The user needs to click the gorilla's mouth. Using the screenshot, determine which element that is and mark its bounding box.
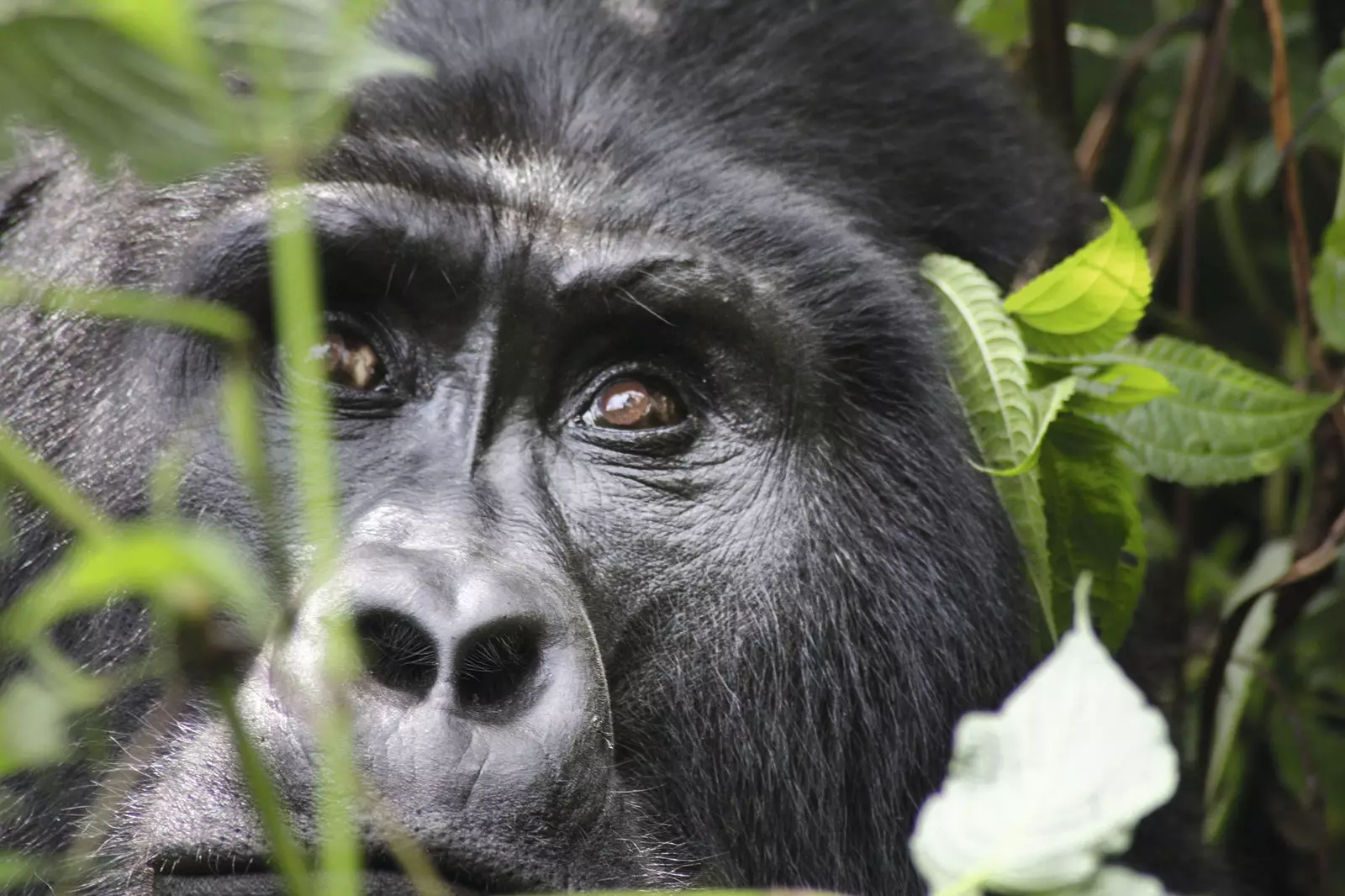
[153,856,498,896]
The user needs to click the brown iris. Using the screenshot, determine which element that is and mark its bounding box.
[583,379,686,430]
[312,331,388,392]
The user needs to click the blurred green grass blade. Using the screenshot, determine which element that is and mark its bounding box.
[0,524,274,645]
[0,277,253,345]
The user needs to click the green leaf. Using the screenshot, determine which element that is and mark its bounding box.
[920,256,1056,640]
[910,577,1179,893]
[957,0,1027,56]
[1099,336,1340,486]
[978,377,1076,477]
[1005,202,1152,356]
[1311,218,1345,351]
[1205,586,1289,833]
[1069,363,1177,414]
[1041,414,1147,648]
[0,0,430,180]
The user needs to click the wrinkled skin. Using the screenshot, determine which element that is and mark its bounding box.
[0,0,1157,893]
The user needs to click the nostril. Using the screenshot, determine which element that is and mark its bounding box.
[355,609,439,699]
[453,620,542,710]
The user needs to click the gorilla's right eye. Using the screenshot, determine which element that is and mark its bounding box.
[314,323,390,393]
[583,377,686,430]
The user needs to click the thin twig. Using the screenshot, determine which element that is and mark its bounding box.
[1148,7,1221,277]
[1262,0,1345,445]
[1074,8,1209,183]
[1027,0,1074,140]
[1177,0,1233,318]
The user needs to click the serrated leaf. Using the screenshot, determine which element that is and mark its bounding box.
[978,377,1076,477]
[1311,218,1345,351]
[1069,363,1177,414]
[1005,202,1152,356]
[920,256,1056,639]
[1099,336,1340,486]
[1041,414,1147,648]
[910,572,1179,893]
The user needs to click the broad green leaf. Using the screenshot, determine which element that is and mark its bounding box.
[910,577,1179,893]
[920,256,1056,640]
[1005,202,1152,356]
[1099,336,1340,486]
[1311,218,1345,351]
[1069,363,1177,414]
[1041,414,1147,648]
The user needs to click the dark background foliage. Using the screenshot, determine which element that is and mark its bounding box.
[950,0,1345,894]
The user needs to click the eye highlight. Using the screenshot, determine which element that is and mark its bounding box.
[583,377,686,430]
[314,324,388,392]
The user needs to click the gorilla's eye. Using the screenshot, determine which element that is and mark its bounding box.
[314,324,388,392]
[583,378,686,430]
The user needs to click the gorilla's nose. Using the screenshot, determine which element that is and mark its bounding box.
[267,545,612,830]
[355,604,548,725]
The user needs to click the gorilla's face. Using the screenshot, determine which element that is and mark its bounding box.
[0,0,1079,894]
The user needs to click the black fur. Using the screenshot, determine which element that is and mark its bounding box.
[0,0,1098,893]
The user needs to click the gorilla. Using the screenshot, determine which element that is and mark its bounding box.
[0,0,1167,896]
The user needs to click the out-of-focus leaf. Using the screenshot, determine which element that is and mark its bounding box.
[1205,549,1294,834]
[1321,50,1345,128]
[910,577,1179,893]
[1220,538,1294,619]
[0,15,231,180]
[0,0,430,180]
[0,676,70,777]
[957,0,1027,56]
[0,522,274,645]
[1047,865,1168,896]
[1099,336,1340,486]
[1311,218,1345,351]
[1004,202,1152,356]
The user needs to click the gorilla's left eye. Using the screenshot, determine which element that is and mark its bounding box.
[583,377,686,430]
[314,324,388,392]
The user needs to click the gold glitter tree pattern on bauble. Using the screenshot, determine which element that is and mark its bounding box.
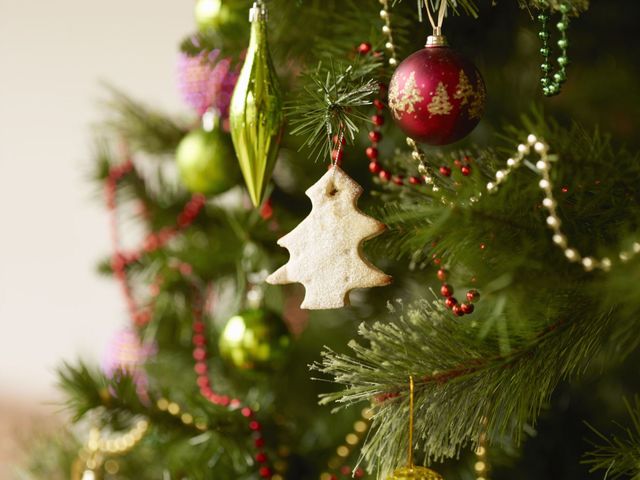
[453,70,474,106]
[389,72,424,118]
[469,79,487,118]
[427,82,453,115]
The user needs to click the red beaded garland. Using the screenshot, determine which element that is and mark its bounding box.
[105,150,272,478]
[438,165,451,177]
[358,42,371,55]
[440,283,453,297]
[460,303,475,315]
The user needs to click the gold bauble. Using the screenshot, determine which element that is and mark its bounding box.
[387,467,444,480]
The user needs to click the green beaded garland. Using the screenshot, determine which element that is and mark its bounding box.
[538,3,570,97]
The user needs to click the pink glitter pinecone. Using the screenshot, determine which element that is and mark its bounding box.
[102,328,157,398]
[178,50,239,120]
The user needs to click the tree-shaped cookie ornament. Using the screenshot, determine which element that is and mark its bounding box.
[267,165,391,310]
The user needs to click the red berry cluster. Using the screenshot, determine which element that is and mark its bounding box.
[438,268,480,317]
[329,465,365,480]
[192,300,273,478]
[438,155,471,177]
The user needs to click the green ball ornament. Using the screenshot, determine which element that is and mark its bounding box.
[219,308,291,370]
[176,120,239,195]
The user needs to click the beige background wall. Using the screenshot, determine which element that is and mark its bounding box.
[0,0,193,470]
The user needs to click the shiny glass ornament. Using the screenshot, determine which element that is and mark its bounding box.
[229,1,283,207]
[176,113,239,195]
[389,35,486,145]
[219,308,291,370]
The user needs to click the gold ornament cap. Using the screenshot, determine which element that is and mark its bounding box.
[425,32,449,47]
[387,466,443,480]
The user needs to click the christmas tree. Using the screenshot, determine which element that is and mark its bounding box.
[19,0,640,480]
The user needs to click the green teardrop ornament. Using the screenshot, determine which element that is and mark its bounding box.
[229,2,284,207]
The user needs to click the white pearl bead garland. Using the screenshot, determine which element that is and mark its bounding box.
[487,134,640,272]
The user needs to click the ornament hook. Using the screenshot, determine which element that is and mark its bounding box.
[424,0,448,47]
[407,375,413,468]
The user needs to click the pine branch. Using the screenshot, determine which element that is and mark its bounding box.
[99,86,187,155]
[582,397,640,480]
[314,302,611,477]
[288,57,379,160]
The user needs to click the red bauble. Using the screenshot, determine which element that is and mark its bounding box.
[389,37,486,145]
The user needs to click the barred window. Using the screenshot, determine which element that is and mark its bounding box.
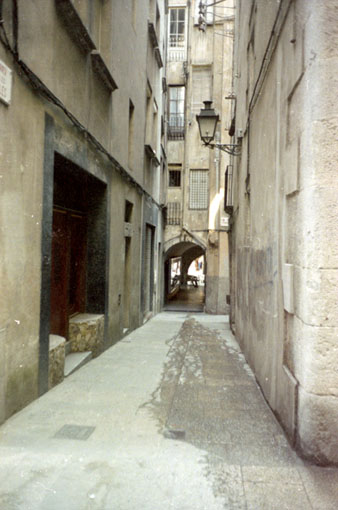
[189,170,209,209]
[169,170,181,188]
[168,86,185,140]
[169,8,185,48]
[167,202,181,225]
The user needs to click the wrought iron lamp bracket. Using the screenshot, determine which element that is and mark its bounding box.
[204,142,242,156]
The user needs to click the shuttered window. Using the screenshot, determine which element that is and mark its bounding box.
[189,170,209,209]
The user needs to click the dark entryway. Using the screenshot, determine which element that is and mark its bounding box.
[50,153,107,338]
[164,242,205,312]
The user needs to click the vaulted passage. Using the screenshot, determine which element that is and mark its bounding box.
[164,242,205,312]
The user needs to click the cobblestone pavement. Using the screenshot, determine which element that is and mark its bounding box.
[0,313,338,510]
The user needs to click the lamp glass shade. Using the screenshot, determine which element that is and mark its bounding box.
[196,101,219,144]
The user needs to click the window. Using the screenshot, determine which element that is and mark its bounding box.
[195,0,214,25]
[169,170,181,188]
[169,9,185,48]
[189,170,209,209]
[191,66,212,114]
[167,202,181,225]
[128,100,134,168]
[168,86,185,140]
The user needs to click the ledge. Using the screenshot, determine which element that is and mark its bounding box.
[144,144,160,166]
[90,50,118,92]
[148,21,158,48]
[55,0,95,53]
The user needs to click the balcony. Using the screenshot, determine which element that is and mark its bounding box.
[168,34,186,62]
[166,202,182,225]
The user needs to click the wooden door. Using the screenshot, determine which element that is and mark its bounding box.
[50,208,87,338]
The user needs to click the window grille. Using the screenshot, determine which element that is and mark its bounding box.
[168,8,186,62]
[169,170,181,188]
[167,202,181,225]
[224,165,234,214]
[168,86,185,140]
[189,170,209,209]
[169,9,185,48]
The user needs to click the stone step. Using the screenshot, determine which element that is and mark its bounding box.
[64,351,93,377]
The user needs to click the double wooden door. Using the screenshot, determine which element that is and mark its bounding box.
[50,208,87,338]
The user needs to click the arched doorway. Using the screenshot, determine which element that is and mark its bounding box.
[164,240,206,312]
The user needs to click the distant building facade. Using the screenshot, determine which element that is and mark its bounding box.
[164,0,234,313]
[231,0,338,463]
[0,0,167,422]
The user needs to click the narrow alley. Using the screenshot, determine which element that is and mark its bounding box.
[0,312,338,510]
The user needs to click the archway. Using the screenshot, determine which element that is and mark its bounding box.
[164,239,205,312]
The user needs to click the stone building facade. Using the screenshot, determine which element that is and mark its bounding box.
[0,0,167,422]
[231,0,338,463]
[164,0,234,313]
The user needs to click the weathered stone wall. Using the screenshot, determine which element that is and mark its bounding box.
[69,313,104,357]
[0,0,166,423]
[48,335,66,389]
[231,0,338,463]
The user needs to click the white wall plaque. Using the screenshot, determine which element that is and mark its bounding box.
[0,60,12,105]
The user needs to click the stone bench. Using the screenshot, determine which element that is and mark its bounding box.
[69,313,104,357]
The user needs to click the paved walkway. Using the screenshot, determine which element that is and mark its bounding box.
[164,285,205,313]
[0,313,338,510]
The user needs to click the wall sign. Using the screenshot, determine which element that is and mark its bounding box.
[0,60,13,105]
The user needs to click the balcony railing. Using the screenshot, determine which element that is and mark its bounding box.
[168,34,186,62]
[166,202,181,225]
[169,34,185,48]
[168,115,184,140]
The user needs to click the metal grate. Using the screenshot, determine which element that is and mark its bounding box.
[169,170,181,188]
[224,165,234,214]
[189,170,209,209]
[167,202,181,225]
[54,425,95,441]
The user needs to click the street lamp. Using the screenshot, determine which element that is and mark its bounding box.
[196,101,241,156]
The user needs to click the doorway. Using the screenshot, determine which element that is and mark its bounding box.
[50,208,87,338]
[50,153,108,339]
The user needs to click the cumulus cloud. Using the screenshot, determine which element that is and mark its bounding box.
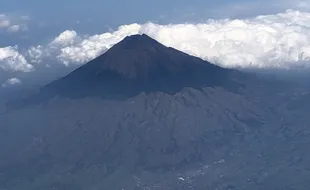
[50,30,78,47]
[0,14,29,33]
[8,24,21,32]
[1,78,21,88]
[29,10,310,68]
[0,14,11,29]
[0,46,34,72]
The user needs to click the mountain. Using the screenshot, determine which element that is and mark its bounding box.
[0,35,310,190]
[35,34,246,99]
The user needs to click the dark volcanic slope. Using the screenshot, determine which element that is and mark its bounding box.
[42,35,245,98]
[0,35,310,190]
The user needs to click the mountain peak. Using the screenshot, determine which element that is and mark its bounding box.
[34,34,241,98]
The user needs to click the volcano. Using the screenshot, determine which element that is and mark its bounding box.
[37,34,242,99]
[0,35,310,190]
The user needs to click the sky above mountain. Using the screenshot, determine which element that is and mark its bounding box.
[0,0,310,88]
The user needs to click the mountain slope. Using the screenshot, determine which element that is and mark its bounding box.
[36,35,246,99]
[0,35,310,190]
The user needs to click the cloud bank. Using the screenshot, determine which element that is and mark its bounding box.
[0,14,29,33]
[0,46,34,72]
[1,78,21,88]
[0,8,310,84]
[23,10,310,68]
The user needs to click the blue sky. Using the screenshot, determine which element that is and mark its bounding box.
[0,0,310,85]
[0,0,306,46]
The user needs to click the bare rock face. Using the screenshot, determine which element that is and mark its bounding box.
[0,35,309,190]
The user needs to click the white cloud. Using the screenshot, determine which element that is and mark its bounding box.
[34,10,310,68]
[0,46,34,72]
[0,14,29,33]
[2,78,21,88]
[8,24,21,32]
[0,14,11,29]
[51,30,78,47]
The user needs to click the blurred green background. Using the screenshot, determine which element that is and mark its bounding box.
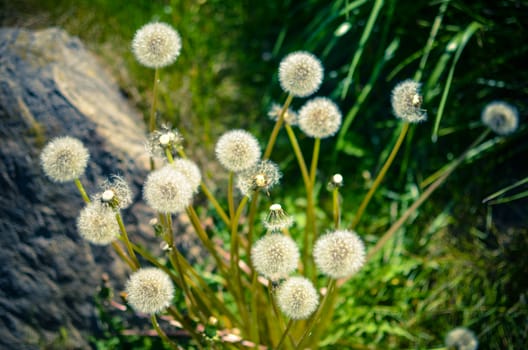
[5,0,528,349]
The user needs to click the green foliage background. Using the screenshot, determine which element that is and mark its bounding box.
[5,0,528,349]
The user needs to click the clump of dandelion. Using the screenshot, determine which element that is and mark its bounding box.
[132,22,181,68]
[277,277,319,320]
[77,201,119,245]
[143,164,194,213]
[172,158,202,193]
[481,101,519,135]
[268,103,298,125]
[126,267,174,314]
[445,327,478,350]
[146,124,183,157]
[313,230,365,279]
[279,51,323,97]
[299,97,342,139]
[215,130,261,172]
[264,203,293,232]
[40,136,90,182]
[237,160,282,197]
[251,233,299,281]
[391,79,427,123]
[94,175,132,209]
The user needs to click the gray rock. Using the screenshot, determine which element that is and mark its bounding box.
[0,28,157,349]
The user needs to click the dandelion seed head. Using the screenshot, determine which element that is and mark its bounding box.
[215,130,260,172]
[299,97,342,139]
[251,233,299,281]
[132,22,181,68]
[445,327,478,350]
[143,164,194,213]
[277,277,319,320]
[279,51,323,97]
[126,267,174,314]
[77,201,119,245]
[268,103,298,125]
[482,101,519,135]
[391,79,427,123]
[172,158,202,193]
[40,136,90,182]
[313,230,365,279]
[264,203,293,232]
[237,160,282,197]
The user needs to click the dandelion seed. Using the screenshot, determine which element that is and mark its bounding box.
[264,203,293,232]
[251,233,299,281]
[40,136,90,182]
[313,230,365,279]
[237,160,282,197]
[132,22,181,68]
[215,130,261,172]
[172,158,202,193]
[143,164,194,213]
[391,79,427,123]
[77,201,119,245]
[277,277,319,320]
[299,97,342,139]
[445,327,478,350]
[482,101,519,135]
[268,103,298,125]
[126,267,174,314]
[279,51,323,97]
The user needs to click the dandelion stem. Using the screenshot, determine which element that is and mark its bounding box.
[262,94,293,160]
[350,123,410,230]
[150,315,179,350]
[275,319,294,350]
[116,211,140,271]
[74,179,90,203]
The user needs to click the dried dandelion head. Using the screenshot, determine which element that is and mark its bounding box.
[126,267,174,314]
[391,79,427,123]
[40,136,90,182]
[132,22,181,68]
[279,51,323,97]
[482,101,519,135]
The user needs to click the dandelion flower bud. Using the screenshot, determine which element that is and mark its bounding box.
[391,79,427,123]
[215,130,260,172]
[237,160,282,197]
[482,101,519,135]
[277,277,319,320]
[77,201,119,245]
[251,233,299,281]
[264,203,293,232]
[313,230,365,279]
[299,97,341,139]
[143,164,193,213]
[40,136,90,182]
[146,124,183,158]
[268,103,297,125]
[132,23,181,68]
[94,175,132,209]
[445,327,478,350]
[172,158,202,193]
[126,267,174,314]
[279,51,323,97]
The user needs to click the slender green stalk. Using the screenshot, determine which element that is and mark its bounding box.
[74,179,90,203]
[116,211,140,271]
[350,123,410,230]
[150,315,180,350]
[296,278,336,349]
[262,94,293,160]
[275,319,294,350]
[310,137,321,188]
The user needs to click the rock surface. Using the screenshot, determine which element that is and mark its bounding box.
☆ ☆ ☆ ☆ ☆ ☆ ☆
Pull out the lines of the material above, starting with the line that contains "The user needs to click the christmas" and going on through the line that contains "[389,37,486,145]". Repeat them unchanged and include both end lines.

The user needs to click the christmas tree. Using the screenshot, determine which element that is and mark its bounding box.
[19,0,640,480]
The user needs to click the green teardrop ornament. Using the screenshot, determine which element that is and mark its bounding box.
[229,2,284,207]
The user needs to click the white pearl bead garland. Using the screenshot, determine which element that is and mark its bounding box.
[487,134,640,272]
The user needs to click the ornament hook. Using the screenshot, determine which element that is and mark its bounding box.
[424,0,448,47]
[407,375,413,468]
The user needs to click the pine branch. Using the screenshot, determine which element that is and mark its bounding box.
[99,86,187,155]
[582,397,640,480]
[314,302,611,477]
[288,57,379,160]
The user needs to click the red bauble. Using the screenshot, determine which element that is and mark its bounding box.
[389,37,486,145]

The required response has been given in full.